WORK TO COMPLETE: Please return each record exactly as it stands.

DATA RECORDS:
++++++

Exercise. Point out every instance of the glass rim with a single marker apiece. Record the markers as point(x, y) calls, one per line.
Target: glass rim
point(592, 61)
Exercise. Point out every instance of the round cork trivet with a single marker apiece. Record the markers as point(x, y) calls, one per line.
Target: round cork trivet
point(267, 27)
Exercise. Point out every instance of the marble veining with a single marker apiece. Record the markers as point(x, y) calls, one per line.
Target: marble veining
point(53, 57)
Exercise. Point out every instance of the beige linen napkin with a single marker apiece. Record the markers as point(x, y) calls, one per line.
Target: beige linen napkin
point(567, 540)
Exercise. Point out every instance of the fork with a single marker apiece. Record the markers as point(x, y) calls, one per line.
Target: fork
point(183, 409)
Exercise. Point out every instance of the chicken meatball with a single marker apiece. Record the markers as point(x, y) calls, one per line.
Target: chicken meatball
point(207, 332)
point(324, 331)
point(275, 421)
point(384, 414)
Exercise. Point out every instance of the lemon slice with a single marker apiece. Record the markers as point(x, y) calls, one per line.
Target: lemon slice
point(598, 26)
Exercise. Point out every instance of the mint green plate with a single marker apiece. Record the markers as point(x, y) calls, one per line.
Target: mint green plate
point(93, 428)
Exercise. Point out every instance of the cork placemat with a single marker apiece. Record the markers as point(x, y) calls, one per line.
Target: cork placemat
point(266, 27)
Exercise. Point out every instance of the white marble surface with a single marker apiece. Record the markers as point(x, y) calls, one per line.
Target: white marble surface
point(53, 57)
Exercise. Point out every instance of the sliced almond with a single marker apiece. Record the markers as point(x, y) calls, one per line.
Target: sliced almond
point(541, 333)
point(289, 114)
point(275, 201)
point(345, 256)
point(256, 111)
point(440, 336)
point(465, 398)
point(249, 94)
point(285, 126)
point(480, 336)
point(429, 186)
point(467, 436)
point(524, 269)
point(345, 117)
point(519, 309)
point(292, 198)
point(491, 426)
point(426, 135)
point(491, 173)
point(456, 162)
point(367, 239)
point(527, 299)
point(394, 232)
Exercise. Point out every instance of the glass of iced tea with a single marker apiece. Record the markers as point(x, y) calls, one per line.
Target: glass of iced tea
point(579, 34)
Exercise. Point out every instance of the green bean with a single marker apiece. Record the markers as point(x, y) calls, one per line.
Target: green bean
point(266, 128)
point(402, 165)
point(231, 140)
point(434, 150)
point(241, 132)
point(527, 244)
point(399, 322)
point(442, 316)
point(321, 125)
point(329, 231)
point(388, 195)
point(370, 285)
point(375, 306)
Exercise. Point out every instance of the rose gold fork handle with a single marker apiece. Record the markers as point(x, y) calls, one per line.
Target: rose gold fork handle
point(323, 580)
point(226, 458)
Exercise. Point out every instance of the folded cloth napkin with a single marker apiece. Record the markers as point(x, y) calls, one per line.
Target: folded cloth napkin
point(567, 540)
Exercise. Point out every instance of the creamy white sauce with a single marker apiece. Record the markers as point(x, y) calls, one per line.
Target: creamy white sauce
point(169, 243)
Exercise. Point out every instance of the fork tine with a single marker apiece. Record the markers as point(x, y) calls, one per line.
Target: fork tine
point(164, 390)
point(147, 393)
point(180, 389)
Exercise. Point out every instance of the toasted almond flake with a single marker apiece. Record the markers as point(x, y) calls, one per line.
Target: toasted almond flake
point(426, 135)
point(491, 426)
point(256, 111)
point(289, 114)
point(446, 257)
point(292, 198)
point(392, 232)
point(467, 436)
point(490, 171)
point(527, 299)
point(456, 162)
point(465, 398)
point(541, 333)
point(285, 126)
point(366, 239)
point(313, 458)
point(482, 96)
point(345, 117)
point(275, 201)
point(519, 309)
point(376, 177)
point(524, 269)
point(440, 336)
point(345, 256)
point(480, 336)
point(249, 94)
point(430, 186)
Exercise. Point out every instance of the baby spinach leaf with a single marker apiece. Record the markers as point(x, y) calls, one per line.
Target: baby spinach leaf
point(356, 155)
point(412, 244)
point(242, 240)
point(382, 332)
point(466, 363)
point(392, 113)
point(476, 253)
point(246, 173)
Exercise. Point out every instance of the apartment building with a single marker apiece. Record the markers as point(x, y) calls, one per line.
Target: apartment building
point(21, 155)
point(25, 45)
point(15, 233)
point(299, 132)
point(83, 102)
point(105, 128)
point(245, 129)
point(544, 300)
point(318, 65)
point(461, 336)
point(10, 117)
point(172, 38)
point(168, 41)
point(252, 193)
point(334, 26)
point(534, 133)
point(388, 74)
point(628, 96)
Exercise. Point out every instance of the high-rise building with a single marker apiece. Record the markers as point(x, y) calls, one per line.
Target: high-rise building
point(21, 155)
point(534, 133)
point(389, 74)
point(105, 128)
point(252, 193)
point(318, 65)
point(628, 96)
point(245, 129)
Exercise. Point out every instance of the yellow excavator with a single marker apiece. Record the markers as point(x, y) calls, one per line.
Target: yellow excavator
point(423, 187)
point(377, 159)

++++++

OUTPUT FOR THIS TASK:
Exercise. Point out every instance of the glass rim with a single marker apiece. Record the markers as point(x, y) calls, one per line.
Target: glass rim
point(592, 61)
Exercise. Point out every instance of the round cork trivet with a single marker apiece. Record the markers as point(x, y) calls, one per line.
Target: round cork trivet
point(267, 27)
Exercise. Point out every instance of the marble veining with a single marker apiece. Record the markers as point(x, y) calls, one per line.
Target: marble veining
point(53, 57)
Exercise. Point out every instance of the beige linen napkin with a single marker apiece. Record the markers as point(x, y) calls, one per line.
Target: beige linen napkin
point(567, 540)
Exercise. Point out every instance of the fork with a single marker apiece. Record the markers as point(x, y) calls, one per line.
Target: fork
point(183, 409)
Exercise. Point out every instance of the chicken meatball with a single marker apiece. Record the markers as point(x, y) calls, one per line.
Target: chicken meatball
point(207, 332)
point(324, 331)
point(275, 421)
point(384, 414)
Exercise. Point out every instance of the lemon slice with a single marker apiece. Record the markers as point(x, y) calls, one per line.
Target: lemon slice
point(598, 26)
Exercise. Point out every instance of the mint green plate with a single marker apiece. Record the markers as point(x, y) calls, one per line.
Target: mint green plate
point(93, 428)
Exercise. Point out every instance of the cork placemat with a single marker apiece. Record the markers as point(x, y) calls, one per line.
Target: cork placemat
point(266, 27)
Exercise. Point out every instance of the white marble surface with a single marker apiece. Record the markers as point(x, y) calls, one per line.
Target: white marble surface
point(53, 57)
Exercise. Point out every instance of the sliced almond with a single marker apiece. Record the markers as point(x, y) calls, one per line.
Target: sliced almond
point(541, 333)
point(289, 114)
point(275, 201)
point(345, 256)
point(256, 111)
point(440, 336)
point(465, 398)
point(249, 94)
point(285, 126)
point(480, 336)
point(429, 186)
point(467, 436)
point(524, 269)
point(345, 117)
point(519, 309)
point(292, 198)
point(491, 426)
point(426, 135)
point(491, 173)
point(456, 162)
point(367, 239)
point(527, 299)
point(394, 232)
Exercise. Point out every instance of the glass of iced tea with a single marker apiece. Record the markers as point(x, y) calls, one per line.
Target: glass of iced tea
point(579, 34)
Exercise. Point out every instance of the green bean with a single marker apiece. Record the markers as point(x, y) calls, one per line.
Target: green bean
point(266, 128)
point(402, 165)
point(231, 140)
point(434, 150)
point(241, 132)
point(527, 244)
point(399, 322)
point(442, 316)
point(321, 125)
point(329, 231)
point(388, 195)
point(370, 285)
point(375, 306)
Exercise. Point out every instance of the rose gold fork handle with a single marker apiece. Record the markers as point(x, y) calls, one per line.
Target: rose gold fork handle
point(323, 580)
point(226, 458)
Exercise. Point out every instance of the folded cloth napkin with a single marker apiece. Record the markers as point(x, y) calls, one per line.
Target: folded cloth napkin
point(567, 540)
Exercise. Point out every instance of the creamy white sauce with a single marker apiece. Record the markers as point(x, y) calls, one per line.
Target: creamy white sauce
point(169, 243)
Exercise. Point out every instance of the fork tine with a single marker apiece. Record the markers as point(x, y) calls, one per line.
Target: fork tine
point(164, 390)
point(147, 393)
point(180, 389)
Exercise. Point out every instance of the toasted almond flake with a single marker apiece. Record the markers as point(x, y) calls, one per line.
Target: toasted almond flake
point(426, 135)
point(491, 426)
point(256, 111)
point(289, 114)
point(446, 257)
point(292, 198)
point(392, 232)
point(467, 436)
point(490, 171)
point(527, 299)
point(456, 162)
point(465, 398)
point(541, 333)
point(285, 126)
point(366, 239)
point(313, 458)
point(482, 96)
point(345, 117)
point(275, 201)
point(519, 309)
point(376, 177)
point(524, 269)
point(440, 336)
point(345, 256)
point(480, 336)
point(249, 94)
point(430, 186)
Exercise. Point out every instance of the baby spinach leaf with a single marker apiece. Record the markers as point(x, y) calls, one per line.
Target: baby spinach leaf
point(356, 155)
point(412, 244)
point(242, 240)
point(382, 332)
point(466, 363)
point(392, 113)
point(476, 253)
point(246, 173)
Exercise. Point out every instance of the apartment building with a single marker apiece. Record the markers as point(x, y) calls, one per line.
Target: apartment building
point(21, 155)
point(25, 45)
point(15, 233)
point(299, 132)
point(83, 102)
point(105, 128)
point(245, 129)
point(544, 300)
point(318, 65)
point(461, 336)
point(10, 117)
point(172, 38)
point(168, 41)
point(252, 193)
point(334, 26)
point(534, 133)
point(388, 74)
point(628, 96)
Exercise. Point out every instance of the high-rise building with a single marker apiece. Record the markers as point(x, y) calls, one per line.
Target: high-rise building
point(21, 155)
point(534, 133)
point(389, 74)
point(105, 128)
point(252, 193)
point(318, 65)
point(628, 96)
point(245, 129)
Exercise. Point out every instance of the yellow excavator with a single marker apiece. Record the markers as point(x, y) calls, one per line.
Target: yellow excavator
point(423, 187)
point(377, 159)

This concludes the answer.